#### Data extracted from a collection
══════════════════════════════

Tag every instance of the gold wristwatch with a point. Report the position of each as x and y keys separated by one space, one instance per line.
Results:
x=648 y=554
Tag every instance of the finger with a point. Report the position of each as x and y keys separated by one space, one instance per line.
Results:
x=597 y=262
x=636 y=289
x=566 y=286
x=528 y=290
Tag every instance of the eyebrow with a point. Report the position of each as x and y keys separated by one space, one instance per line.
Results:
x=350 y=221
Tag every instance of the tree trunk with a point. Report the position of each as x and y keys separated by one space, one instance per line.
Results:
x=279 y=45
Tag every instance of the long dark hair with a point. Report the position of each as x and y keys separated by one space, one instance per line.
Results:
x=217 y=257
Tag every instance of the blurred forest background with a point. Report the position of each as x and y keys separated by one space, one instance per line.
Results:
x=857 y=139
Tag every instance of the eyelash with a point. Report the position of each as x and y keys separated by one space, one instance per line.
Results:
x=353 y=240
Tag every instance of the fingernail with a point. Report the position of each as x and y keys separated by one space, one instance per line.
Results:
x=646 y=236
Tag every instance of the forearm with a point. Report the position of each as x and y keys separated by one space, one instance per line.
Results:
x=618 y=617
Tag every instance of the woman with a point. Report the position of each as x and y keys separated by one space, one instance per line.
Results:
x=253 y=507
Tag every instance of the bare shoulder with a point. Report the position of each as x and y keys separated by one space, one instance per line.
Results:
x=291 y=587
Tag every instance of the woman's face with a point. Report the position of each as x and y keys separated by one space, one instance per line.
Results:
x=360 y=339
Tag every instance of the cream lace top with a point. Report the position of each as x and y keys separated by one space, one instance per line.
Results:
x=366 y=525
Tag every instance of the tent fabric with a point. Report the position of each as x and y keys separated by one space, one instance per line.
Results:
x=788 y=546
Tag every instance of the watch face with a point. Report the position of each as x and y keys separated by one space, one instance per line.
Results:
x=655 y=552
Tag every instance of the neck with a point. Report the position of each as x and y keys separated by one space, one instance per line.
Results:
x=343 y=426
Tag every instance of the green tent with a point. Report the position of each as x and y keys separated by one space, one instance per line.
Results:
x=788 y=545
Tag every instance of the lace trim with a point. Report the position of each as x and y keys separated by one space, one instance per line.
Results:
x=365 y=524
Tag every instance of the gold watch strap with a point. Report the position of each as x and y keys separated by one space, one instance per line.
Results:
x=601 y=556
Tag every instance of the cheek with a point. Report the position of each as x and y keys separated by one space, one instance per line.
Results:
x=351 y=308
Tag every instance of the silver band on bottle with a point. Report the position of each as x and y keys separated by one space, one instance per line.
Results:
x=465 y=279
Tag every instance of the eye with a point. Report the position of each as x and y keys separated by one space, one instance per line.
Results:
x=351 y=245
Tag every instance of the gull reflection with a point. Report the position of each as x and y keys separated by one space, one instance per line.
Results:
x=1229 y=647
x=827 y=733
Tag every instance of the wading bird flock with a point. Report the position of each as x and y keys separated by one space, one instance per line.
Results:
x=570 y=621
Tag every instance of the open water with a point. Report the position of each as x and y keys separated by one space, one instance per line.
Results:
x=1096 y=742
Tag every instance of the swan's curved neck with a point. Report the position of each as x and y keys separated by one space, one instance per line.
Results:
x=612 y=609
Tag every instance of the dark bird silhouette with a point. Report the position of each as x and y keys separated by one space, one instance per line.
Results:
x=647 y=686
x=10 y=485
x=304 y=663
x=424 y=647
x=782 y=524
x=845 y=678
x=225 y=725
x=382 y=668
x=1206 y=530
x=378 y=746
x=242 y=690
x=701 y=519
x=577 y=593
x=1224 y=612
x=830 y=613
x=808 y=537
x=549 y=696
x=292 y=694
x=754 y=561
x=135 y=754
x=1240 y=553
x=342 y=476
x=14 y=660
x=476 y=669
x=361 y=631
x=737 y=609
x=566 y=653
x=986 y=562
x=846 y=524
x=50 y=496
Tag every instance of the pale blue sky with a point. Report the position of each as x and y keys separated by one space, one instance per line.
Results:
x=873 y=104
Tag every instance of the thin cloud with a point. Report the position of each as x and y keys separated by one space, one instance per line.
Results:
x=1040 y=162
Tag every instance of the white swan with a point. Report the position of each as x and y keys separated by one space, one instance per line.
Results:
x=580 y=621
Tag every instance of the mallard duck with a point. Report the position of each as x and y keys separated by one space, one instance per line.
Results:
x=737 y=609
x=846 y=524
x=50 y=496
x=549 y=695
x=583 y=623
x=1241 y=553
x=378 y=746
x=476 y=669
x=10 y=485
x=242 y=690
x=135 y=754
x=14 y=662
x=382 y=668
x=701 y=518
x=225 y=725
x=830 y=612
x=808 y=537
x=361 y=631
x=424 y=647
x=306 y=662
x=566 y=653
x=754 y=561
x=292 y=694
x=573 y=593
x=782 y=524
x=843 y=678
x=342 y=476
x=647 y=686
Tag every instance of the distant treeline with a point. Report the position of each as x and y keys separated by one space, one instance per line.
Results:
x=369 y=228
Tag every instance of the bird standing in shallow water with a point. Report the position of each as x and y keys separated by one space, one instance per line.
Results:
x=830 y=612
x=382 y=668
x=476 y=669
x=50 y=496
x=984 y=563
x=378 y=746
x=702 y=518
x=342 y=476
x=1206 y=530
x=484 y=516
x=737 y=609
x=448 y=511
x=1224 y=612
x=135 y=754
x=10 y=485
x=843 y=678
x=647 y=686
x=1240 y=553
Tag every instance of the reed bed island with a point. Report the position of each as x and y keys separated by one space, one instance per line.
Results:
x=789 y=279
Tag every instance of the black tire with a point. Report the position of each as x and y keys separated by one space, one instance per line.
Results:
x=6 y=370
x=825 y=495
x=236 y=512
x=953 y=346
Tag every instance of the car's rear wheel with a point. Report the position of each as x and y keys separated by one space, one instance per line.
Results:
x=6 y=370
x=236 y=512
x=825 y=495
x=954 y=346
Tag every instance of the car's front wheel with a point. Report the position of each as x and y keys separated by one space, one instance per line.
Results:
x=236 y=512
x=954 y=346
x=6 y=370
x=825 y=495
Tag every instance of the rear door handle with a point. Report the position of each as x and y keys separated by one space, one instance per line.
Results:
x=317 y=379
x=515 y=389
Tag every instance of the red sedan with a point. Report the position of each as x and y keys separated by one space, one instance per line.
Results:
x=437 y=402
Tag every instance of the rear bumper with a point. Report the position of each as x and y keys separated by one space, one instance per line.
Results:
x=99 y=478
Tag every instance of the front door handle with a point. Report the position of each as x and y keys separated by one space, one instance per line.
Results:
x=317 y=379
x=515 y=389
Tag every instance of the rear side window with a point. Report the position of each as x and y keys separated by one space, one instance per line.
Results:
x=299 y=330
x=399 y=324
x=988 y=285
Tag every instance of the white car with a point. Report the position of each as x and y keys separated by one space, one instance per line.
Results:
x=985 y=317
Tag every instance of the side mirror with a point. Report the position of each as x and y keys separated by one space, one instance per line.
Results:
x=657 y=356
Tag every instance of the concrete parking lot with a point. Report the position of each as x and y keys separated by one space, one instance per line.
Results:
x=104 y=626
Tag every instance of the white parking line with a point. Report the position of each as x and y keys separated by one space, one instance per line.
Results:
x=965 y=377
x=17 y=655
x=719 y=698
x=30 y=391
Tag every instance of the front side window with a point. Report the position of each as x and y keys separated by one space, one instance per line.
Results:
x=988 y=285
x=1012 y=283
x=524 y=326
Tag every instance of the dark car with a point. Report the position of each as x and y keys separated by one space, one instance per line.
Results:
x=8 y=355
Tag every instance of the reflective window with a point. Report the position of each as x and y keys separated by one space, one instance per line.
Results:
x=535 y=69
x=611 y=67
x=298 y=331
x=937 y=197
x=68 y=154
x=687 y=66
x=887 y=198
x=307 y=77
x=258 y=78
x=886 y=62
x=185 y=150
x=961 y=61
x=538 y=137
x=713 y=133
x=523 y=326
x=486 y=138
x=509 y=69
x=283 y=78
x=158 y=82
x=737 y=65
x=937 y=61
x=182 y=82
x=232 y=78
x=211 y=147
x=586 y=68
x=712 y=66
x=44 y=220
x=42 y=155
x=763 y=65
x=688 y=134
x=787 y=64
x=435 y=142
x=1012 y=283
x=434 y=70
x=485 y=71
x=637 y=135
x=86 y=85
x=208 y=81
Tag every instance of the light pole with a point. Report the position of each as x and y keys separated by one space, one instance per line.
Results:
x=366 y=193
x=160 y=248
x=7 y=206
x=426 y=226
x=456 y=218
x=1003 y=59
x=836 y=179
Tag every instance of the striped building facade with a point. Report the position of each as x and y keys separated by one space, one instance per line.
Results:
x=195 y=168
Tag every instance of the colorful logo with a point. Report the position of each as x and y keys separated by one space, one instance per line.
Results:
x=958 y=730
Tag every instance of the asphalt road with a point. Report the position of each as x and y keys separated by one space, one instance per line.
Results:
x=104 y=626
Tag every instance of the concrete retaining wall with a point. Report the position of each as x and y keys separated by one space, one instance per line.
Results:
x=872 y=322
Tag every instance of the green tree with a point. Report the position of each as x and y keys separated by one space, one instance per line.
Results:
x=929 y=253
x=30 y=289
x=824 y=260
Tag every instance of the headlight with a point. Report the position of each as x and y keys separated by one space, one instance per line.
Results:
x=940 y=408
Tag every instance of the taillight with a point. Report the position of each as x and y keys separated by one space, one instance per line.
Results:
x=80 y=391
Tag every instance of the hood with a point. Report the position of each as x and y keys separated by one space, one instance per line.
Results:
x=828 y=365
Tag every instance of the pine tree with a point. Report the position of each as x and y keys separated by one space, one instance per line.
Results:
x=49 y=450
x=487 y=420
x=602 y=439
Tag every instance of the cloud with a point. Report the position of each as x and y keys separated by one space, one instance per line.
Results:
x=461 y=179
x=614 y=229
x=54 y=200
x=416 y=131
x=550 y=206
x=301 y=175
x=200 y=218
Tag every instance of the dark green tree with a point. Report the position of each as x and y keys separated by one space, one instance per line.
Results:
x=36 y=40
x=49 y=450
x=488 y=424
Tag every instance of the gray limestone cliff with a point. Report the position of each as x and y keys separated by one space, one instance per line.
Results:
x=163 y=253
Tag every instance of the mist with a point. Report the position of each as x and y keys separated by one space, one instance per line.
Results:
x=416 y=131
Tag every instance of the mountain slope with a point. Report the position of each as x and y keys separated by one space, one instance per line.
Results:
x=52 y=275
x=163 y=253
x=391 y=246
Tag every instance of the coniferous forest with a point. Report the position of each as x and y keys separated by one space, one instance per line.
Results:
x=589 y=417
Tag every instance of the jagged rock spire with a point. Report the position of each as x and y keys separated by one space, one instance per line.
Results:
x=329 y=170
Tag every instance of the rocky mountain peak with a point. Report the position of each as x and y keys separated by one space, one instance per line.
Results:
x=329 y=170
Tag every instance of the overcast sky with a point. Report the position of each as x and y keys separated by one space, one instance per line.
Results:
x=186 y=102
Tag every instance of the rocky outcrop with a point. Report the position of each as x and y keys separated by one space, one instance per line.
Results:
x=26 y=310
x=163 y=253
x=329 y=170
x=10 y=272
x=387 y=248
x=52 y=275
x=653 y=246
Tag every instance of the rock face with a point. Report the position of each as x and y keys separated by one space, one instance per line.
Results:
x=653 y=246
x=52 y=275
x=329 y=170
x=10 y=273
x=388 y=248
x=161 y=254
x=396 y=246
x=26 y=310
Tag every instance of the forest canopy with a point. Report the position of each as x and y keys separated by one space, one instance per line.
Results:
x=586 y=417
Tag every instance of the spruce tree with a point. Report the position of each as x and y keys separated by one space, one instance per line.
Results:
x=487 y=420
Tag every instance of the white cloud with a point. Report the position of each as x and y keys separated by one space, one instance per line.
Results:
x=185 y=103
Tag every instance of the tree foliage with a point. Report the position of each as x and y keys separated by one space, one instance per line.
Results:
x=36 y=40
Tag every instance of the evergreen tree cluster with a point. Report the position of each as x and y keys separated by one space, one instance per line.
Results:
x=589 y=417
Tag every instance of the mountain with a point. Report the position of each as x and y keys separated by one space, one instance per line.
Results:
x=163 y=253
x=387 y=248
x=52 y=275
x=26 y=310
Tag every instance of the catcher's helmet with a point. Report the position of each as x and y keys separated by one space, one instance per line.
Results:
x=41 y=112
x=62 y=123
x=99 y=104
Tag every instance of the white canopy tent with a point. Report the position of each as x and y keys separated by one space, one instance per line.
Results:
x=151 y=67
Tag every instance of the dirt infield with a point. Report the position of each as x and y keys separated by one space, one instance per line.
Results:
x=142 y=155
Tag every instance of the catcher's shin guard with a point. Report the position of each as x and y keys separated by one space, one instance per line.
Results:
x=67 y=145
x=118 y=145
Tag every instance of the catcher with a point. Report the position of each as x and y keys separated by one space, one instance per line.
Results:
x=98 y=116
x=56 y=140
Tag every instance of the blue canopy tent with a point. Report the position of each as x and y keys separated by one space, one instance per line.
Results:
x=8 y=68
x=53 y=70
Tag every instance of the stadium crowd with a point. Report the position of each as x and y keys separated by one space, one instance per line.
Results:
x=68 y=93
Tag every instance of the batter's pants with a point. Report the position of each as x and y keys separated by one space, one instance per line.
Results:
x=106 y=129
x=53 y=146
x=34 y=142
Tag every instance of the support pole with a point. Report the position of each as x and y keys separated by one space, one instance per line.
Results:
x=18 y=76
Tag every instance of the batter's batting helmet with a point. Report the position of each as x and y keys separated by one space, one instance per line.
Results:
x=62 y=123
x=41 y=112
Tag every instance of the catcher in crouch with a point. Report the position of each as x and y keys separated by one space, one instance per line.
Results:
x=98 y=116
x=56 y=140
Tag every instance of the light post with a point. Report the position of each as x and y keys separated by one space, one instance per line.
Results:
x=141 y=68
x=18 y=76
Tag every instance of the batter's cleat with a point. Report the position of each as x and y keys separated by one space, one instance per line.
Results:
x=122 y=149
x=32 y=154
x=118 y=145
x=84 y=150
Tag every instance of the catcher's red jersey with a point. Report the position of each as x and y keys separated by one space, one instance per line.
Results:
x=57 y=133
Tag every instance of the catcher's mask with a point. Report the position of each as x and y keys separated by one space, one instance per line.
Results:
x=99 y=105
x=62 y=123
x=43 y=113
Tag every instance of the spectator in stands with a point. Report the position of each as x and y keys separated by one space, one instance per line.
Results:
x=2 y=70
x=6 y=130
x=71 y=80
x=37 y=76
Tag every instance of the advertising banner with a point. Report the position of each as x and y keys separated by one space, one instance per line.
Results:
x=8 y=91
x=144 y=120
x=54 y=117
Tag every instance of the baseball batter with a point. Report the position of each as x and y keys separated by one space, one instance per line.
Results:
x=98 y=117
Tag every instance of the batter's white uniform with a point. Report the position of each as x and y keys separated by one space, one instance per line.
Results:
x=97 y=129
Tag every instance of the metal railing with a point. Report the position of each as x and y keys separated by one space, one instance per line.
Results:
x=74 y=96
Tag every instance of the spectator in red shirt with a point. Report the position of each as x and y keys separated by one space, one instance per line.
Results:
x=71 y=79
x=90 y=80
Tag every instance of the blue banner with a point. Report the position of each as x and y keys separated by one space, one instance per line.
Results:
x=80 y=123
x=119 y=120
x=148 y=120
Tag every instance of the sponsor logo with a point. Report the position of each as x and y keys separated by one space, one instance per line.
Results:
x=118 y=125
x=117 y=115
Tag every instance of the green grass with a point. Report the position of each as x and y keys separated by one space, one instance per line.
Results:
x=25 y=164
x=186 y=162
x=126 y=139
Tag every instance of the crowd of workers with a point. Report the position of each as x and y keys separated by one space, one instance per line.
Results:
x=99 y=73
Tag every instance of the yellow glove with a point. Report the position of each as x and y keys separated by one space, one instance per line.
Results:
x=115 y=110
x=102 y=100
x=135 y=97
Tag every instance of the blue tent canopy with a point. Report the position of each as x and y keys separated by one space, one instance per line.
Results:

══════════════════════════════

#### Goal
Copy only this span: the line that contains "Tag every instance of the metal", the last line, and every line between them.

#### Complete output
Tag every instance of the metal railing with a point. Report the position of each as x and y keys separated by one space, one instance per line.
Results:
x=74 y=96
Tag every instance of the spectator in red shirt with a point. Report the position of each as x and y keys separated by one space, one instance per line.
Results:
x=71 y=79
x=90 y=80
Tag every instance of the blue banner with a point. Report the position of each as x and y keys separated by one space, one instance per line.
Results:
x=80 y=123
x=119 y=120
x=148 y=120
Tag every instance of the sponsor logo with a point. Report the position of each as x and y keys separated by one space, one instance per line.
Results:
x=118 y=125
x=117 y=115
Tag every instance of the green grass with a point. Report the position of each as x and y keys separated by one space, one instance per line.
Results:
x=25 y=164
x=186 y=162
x=126 y=139
Tag every instance of the crowd of workers with a point. Report the position of each as x and y keys separated by one space, one instance per line.
Results:
x=99 y=73
Tag every instance of the yellow glove with a point. Report the position of each as x and y keys separated by one space, one instance per line.
Results:
x=115 y=110
x=102 y=100
x=135 y=97
Tag every instance of the blue tent canopy with a point. Report the position of each as x and y keys separated by one space, one instance per line.
Results:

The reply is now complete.